[Dataset items]
• • •

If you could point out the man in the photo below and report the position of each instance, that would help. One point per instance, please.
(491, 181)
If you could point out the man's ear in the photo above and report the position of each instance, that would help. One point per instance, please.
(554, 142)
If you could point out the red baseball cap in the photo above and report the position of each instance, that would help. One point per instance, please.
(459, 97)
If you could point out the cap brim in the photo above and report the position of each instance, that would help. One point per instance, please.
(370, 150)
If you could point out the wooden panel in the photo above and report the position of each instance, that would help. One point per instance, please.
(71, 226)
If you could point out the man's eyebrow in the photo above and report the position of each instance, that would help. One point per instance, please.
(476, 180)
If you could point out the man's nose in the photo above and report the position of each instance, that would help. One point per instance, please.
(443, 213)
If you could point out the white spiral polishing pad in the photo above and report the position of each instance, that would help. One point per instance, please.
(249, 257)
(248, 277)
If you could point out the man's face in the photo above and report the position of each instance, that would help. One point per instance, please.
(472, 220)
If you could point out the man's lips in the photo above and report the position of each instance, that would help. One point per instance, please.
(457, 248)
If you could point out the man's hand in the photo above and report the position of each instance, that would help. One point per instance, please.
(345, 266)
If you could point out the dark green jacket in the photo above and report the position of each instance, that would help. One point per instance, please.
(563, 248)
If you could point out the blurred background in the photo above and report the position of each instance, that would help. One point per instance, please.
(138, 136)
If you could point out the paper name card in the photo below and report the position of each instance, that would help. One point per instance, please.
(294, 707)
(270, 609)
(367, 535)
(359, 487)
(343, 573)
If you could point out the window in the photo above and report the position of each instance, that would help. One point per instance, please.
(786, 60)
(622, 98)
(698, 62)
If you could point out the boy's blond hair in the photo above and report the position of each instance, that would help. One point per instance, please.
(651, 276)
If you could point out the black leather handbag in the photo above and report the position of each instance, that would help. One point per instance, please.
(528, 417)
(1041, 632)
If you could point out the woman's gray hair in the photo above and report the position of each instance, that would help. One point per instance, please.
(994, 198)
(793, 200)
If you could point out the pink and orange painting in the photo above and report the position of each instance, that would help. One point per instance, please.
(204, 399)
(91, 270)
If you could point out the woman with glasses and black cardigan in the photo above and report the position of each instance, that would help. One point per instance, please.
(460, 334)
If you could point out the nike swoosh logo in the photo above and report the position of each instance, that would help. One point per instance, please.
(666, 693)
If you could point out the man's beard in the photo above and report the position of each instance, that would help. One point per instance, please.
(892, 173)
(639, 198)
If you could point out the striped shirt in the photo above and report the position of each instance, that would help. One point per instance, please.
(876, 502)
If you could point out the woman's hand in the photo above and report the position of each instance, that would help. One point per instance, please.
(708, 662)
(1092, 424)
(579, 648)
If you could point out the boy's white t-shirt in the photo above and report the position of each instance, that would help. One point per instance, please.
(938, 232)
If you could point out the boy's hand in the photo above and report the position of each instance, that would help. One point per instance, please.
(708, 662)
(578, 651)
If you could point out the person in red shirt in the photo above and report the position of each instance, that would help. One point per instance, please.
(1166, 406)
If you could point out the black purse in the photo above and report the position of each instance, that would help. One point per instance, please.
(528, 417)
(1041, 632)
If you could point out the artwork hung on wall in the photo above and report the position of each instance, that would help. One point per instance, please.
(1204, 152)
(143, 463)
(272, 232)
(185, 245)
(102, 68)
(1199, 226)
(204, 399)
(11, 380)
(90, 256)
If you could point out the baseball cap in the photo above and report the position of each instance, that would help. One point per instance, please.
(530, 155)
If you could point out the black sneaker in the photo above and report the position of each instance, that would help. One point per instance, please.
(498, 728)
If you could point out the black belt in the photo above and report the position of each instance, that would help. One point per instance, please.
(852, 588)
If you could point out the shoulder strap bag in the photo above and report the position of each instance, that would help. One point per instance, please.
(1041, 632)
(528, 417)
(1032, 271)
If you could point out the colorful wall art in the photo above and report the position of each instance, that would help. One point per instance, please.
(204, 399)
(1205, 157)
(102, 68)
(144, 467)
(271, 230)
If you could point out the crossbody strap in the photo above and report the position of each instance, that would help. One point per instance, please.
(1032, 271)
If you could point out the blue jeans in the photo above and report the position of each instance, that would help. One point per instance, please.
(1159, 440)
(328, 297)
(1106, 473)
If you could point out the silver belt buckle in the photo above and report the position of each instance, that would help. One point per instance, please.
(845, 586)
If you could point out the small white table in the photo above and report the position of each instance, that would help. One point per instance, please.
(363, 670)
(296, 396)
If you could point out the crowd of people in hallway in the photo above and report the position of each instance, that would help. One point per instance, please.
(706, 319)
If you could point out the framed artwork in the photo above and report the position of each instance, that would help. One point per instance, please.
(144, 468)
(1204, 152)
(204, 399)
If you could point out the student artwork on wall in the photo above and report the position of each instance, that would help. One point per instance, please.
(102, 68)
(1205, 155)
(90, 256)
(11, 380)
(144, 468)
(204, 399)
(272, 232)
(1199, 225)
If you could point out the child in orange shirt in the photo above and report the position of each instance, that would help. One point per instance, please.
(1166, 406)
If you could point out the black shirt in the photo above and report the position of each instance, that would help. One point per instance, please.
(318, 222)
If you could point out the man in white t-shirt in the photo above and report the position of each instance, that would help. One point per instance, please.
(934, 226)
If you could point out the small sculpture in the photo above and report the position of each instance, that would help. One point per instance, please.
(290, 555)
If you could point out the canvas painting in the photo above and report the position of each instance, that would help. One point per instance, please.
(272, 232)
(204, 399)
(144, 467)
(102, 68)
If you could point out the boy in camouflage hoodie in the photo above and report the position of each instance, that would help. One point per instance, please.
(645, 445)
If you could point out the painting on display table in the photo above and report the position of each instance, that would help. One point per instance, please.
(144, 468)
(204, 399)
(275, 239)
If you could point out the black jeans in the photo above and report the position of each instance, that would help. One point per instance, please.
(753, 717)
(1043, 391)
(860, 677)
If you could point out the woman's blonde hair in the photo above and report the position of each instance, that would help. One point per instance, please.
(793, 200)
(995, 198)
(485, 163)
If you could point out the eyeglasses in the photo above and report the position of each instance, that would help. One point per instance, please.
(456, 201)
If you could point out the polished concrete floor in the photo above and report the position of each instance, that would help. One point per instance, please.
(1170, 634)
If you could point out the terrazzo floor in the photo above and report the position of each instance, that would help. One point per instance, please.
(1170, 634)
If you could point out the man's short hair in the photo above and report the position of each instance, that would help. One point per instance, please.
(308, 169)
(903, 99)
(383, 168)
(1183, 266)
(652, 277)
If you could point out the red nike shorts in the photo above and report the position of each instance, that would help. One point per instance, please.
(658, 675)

• • •

_STATED TASK_
Can you update all of these records so that every "report the position" becomes "give the coordinates", with everything else left unchanged?

_RESPONSE TO THIS TASK_
If you could point out the man in the photo below and give the coordinates of each instance, that would help. One point per instance, please.
(491, 181)
If you could point out the man's ear in the photo above and give the coordinates of each instance, that would help. One point per instance, please.
(554, 142)
If you could point out the red baseball cap in the photo above and give the coordinates of each instance, that would help. One point per instance, please.
(459, 97)
If you could point out the cap brim in the photo above and give the coordinates of each instance, that would help. One point per instance, please.
(370, 150)
If you could point out the wooden panel in the photo above and give the coordinates of each instance, that would help. One point per instance, please.
(71, 226)
If you could point out the man's eyebrow in the photo above and give the coordinates of each instance, that would help. One point per instance, please.
(476, 180)
If you could point out the man's nose in the photo above and give the coordinates of each instance, that would help. One point per instance, please.
(443, 213)
If you could point out the white spiral polishing pad in the photo above and give the coordinates of each instance, that would help. One point per instance, please.
(249, 257)
(248, 277)
If you could point out the man's face in the photo above and give the coordinates of each instance, that would help. One point per instance, please.
(472, 220)
If you could point out the man's lips in the photo above and give the coordinates of each instance, that would help. One point per instance, please.
(457, 248)
If you could point out the man's hand in the photo above and give the coordinates of each instance, that would help. One point per instance, please.
(345, 266)
If you could point out the dark green jacket in the photo above and give the coordinates of each instance, that would help. One point per instance, please.
(563, 248)
If you could point out the blurred background in the photo above and give the coordinates of each instance, that would help. One point per instance, please.
(138, 136)
If you could point out the paper name card in the photo below and give the coordinates of each instance, that would help. One point per instance, please.
(294, 707)
(270, 609)
(367, 535)
(359, 487)
(343, 573)
If you could point out the window in the photo above and give the coordinates of each instance, that would help. One point per instance, please.
(786, 60)
(622, 98)
(698, 62)
If you could point out the boy's blond hair in the photo above and give the coordinates of each instance, that would help. One point per instance, please.
(651, 276)
If you could point out the black leather handbag in the photo above and give the coordinates of each instance, that would help. One point per instance, please.
(528, 417)
(1041, 632)
If you could point out the woman's gray hair in the photo above and give the coordinates of each instance, that would help. One point per instance, please.
(994, 198)
(793, 200)
If you could point out the pink and orange painting in the photo above and give the coordinates of each instance, that would help. One point per instance, please.
(204, 399)
(91, 270)
If you could point out the woman with glasses and black cardigan in the photo above and give the coordinates of each instance, that would help. One point per instance, please.
(460, 334)
If you could point out the nike swoosh logo in the photo above and give the coordinates of each instance, that would help. One point per instance, please.
(666, 693)
If you could point out the man's beard in the photo above and give the coordinates of each instance, that would help. One point per instance, please.
(892, 173)
(639, 198)
If you could point out the striped shirt in the photo above and give the coordinates of each instance, that would help. One point per instance, please.
(876, 502)
If you could point out the woman's hand in the photo above and give the coordinates of each instance, that would help. One point per instance, please.
(708, 662)
(1092, 424)
(579, 648)
If you could point out the boy's white t-shirt in the photo above and give the coordinates of each instance, that would help. One point per instance, please.
(938, 232)
If you could point out the boy's hand in the photo above and give the coordinates of each instance, that would help. One point per instance, please.
(708, 662)
(578, 651)
If you could point out the person in red shirt in the photo above and give the coordinates of each instance, that would help. One point per instance, please.
(1166, 406)
If you could point out the black purse in the photo above and give the coordinates of each instance, that would help. One point per instance, please.
(528, 417)
(1041, 632)
If you could point out the artwork hung on wall in the photo above and give the coordinates of each instance, that would help. One point per instance, please.
(1204, 152)
(143, 463)
(272, 232)
(185, 245)
(102, 68)
(1199, 226)
(204, 399)
(11, 380)
(90, 256)
If you could point out the baseball cap in the photo above and give the coordinates of each instance, that would help. One point per instance, please.
(530, 155)
If you could point out the black sneaker in the photo above and give the coordinates of each instance, that would help. One point per instance, please.
(498, 728)
If you could point out the black belt in the photo above and give the coordinates of each instance, that would help. One point per instance, please.
(852, 588)
If you could point out the shoulder strap bag in the photo above and give the coordinates of each instance, that would help. One point per instance, please.
(1041, 632)
(528, 417)
(1032, 271)
If you could point out the colorful wall art in the photo above and give the coordinates of each instance, that would help. One point per instance, please.
(204, 399)
(1205, 157)
(102, 68)
(144, 467)
(271, 230)
If you could point out the crossbody strap in the photo above and give the coordinates of each instance, that would help. One point per instance, please.
(1032, 271)
If you could point out the blue jeans in the photo above and give the coordinates of each instance, that would help. One point per instance, please.
(1159, 440)
(328, 297)
(1106, 473)
If you could point out the silver belt buckle in the photo above and give the coordinates of each instance, that would help. One point per instance, please.
(845, 586)
If you could point out the small white table in the photo above and give the coordinates of each instance, that would help. One point per instance, please.
(363, 670)
(296, 396)
If you could point out the crowd of people in hallway in the photo above and give the coordinates of each instance, that would help. One point per instance, please.
(706, 319)
If you could point out the framed artwork in the photo above and give the coordinates of each instance, that would help. One point per instance, please.
(144, 468)
(1204, 152)
(204, 399)
If you could point out the student artwork on wall in the photo above and give the coordinates of each instance, that would help. One point per instance, please.
(102, 68)
(1205, 155)
(90, 256)
(11, 380)
(144, 468)
(204, 399)
(272, 232)
(1199, 225)
If you could point out the child in orange shirt in the photo above and give the coordinates of each instance, that would help. One point per instance, please.
(1166, 406)
If you could point out the black shirt in the photo above and give the coordinates of each instance, that would help. One point per instance, please.
(318, 222)
If you could point out the man in white t-shirt in the photo above and give the coordinates of each instance, that would help. One point per instance, please.
(934, 226)
If you could point out the small sculpture in the photo above and give the coordinates of each instance, that would help. One point per instance, please.
(290, 555)
If you could point out the canvas painting in the photo above and give the coordinates of each instance, that would help. One point per instance, please.
(272, 232)
(204, 399)
(144, 467)
(102, 68)
If you could point out the boy in camouflage hoodie in the photo above and give the coordinates of each instance, that would help. One point per instance, please.
(645, 445)
If you could point out the painting on display table in the photo above and give the coordinates of each instance, that would help. One point per instance, please.
(144, 468)
(204, 399)
(275, 239)
If you could point out the black jeans in the photo above and give the coordinates of each instance, that would help. One point per instance, please.
(753, 717)
(1043, 391)
(860, 677)
If you could point out the woman's blonde hair in the photo above and give the coordinates of each instance, that would help. One point per instance, please.
(793, 200)
(995, 198)
(485, 163)
If you could point out the eyeglasses in the photo above and give the coordinates of each instance, that would help. One point per instance, please.
(456, 201)
If you could point out the polished concrete floor in the photo above and give the coordinates of each instance, that would help. One point per instance, please.
(1170, 634)
If you could point out the terrazzo floor in the photo above and give the coordinates of each instance, that would help. One point per instance, please.
(1170, 634)
If you could point out the man's short hair in the photo above and give the coordinates of each instance, that would help. One point per instance, please.
(308, 169)
(903, 99)
(383, 168)
(1183, 266)
(652, 277)
If you could point out the red nike shorts in the photo above and give the coordinates of each instance, that would help. One point per instance, please.
(658, 675)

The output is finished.